What you have to do
Lines from the one containing "the sky, each" through the last line of the data are to be repeated word for word, both ends included.

Dataset excerpts
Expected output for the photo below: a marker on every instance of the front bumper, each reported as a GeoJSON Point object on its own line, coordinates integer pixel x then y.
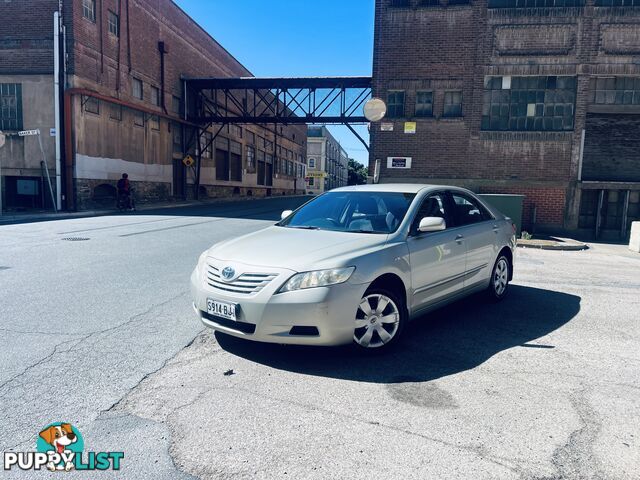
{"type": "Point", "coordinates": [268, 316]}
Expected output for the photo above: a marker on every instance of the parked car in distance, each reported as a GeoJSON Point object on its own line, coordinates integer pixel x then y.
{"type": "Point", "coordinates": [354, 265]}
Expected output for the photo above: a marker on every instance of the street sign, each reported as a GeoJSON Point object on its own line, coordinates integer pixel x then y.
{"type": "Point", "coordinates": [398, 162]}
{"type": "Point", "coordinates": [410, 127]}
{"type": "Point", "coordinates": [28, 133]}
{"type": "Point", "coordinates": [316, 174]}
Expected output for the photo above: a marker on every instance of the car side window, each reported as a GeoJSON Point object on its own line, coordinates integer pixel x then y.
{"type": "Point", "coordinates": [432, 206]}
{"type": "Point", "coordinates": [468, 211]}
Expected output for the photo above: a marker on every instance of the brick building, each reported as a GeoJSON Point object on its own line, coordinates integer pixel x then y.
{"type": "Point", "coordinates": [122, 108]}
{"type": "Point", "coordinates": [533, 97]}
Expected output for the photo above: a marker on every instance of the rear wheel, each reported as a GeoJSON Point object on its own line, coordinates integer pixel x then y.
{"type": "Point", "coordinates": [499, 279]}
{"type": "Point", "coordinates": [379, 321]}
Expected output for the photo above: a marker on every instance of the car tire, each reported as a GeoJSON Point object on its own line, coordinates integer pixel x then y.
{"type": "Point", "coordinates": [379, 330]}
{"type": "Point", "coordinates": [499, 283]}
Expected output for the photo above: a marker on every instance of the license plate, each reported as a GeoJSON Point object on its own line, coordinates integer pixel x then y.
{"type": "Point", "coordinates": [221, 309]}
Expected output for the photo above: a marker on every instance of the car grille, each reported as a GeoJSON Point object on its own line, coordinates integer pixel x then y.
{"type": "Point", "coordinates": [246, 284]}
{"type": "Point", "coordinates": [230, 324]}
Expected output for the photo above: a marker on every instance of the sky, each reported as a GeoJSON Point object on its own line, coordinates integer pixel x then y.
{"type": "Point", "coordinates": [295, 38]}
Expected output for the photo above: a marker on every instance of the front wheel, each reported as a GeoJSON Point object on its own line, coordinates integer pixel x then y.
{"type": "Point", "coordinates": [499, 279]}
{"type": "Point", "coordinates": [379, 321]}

Exercise response
Expected output for the photo above: a marker on every instance of the sky, each reported as a GeoJSON Point object on its own line, coordinates integer pixel x then y.
{"type": "Point", "coordinates": [295, 38]}
Expected output for the photo above: a marker on every instance of the front wheel, each reported as a GeoJSON Point object on its own line, coordinates integer pixel x then y.
{"type": "Point", "coordinates": [499, 279]}
{"type": "Point", "coordinates": [379, 321]}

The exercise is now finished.